▶ **Приведённый текст**
Еще мы смотрели все оперы и балеты в Кировском, ныне Мариинском театре, нас часто водили в консерваторию.
Я и дома занималась у палки: папа соорудил мне в коридоре балетный станок. Настолько сильно хотела танцевать, что могла выполнить все, несмотря на болевшее тело, на стертые в кровь ноги: нам выдавали одну пару пуантов, больше купить было не на что. Какие пуанты, если на простую обувь денег не хватало! Смотрю сейчас на свои фотографии той поры, и на одной из них все девочки — в мальчишеских ботинках. Но в старших классах нам в училище платили небольшую стипендию, чтобы могли купить лишнюю пару пуантов.
Где-то со второго класса нас уже занимали во взрослых спектаклях, мы с подружкой танцевали «двоечки», «троечки», па-де-труа. Страха сцены я не знала. Позднее любимой героиней стала Жизель, и участвуя в старшем классе в постановке в составе кордебалета, в тот момент, когда она сходит с ума, я начинала плакать.
С партией Жизели выпускалась из училища, танцевала второй, очень сложный акт, с ней пришла в Кировский театр, куда меня взяли в класс солистов. Моим педагогом стала Наталья Михайловна Дудинская.

▶ **Показанные записи**
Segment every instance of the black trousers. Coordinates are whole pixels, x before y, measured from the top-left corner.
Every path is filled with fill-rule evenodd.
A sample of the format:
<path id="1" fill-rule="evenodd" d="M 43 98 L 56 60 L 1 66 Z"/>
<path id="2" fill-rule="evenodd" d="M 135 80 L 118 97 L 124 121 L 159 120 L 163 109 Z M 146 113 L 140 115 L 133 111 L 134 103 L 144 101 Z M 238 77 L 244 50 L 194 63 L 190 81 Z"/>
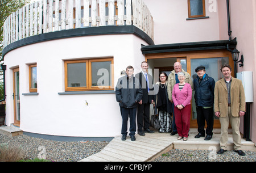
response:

▶ **Требования к заданиям**
(a) Повторите фрагмент приведённого текста между словами "Я и дома занималась" и "я начинала плакать." включительно, заменив "кордебалета" на "массовки".
(b) Какие номера, согласно приведённому тексту, танцевали в паре с подружкой во взрослых спектаклях начиная примерно со второго класса? Назовите все.
(c) Переведите на английский язык предложение из приведённого текста: «Страха сцены я не знала.»

▶ **Ответы на задания**
(a)
Я и дома занималась у палки: папа соорудил мне в коридоре балетный станок. Настолько сильно хотела танцевать, что могла выполнить все, несмотря на болевшее тело, на стертые в кровь ноги: нам выдавали одну пару пуантов, больше купить было не на что. Какие пуанты, если на простую обувь денег не хватало! Смотрю сейчас на свои фотографии той поры, и на одной из них все девочки — в мальчишеских ботинках. Но в старших классах нам в училище платили небольшую стипендию, чтобы могли купить лишнюю пару пуантов.
Где-то со второго класса нас уже занимали во взрослых спектаклях, мы с подружкой танцевали «двоечки», «троечки», па-де-труа. Страха сцены я не знала. Позднее любимой героиней стала Жизель, и участвуя в старшем классе в постановке в составе массовки, в тот момент, когда она сходит с ума, я начинала плакать.

(b) «Двоечки», «троечки», па-де-труа.

(c) I knew no stage fright.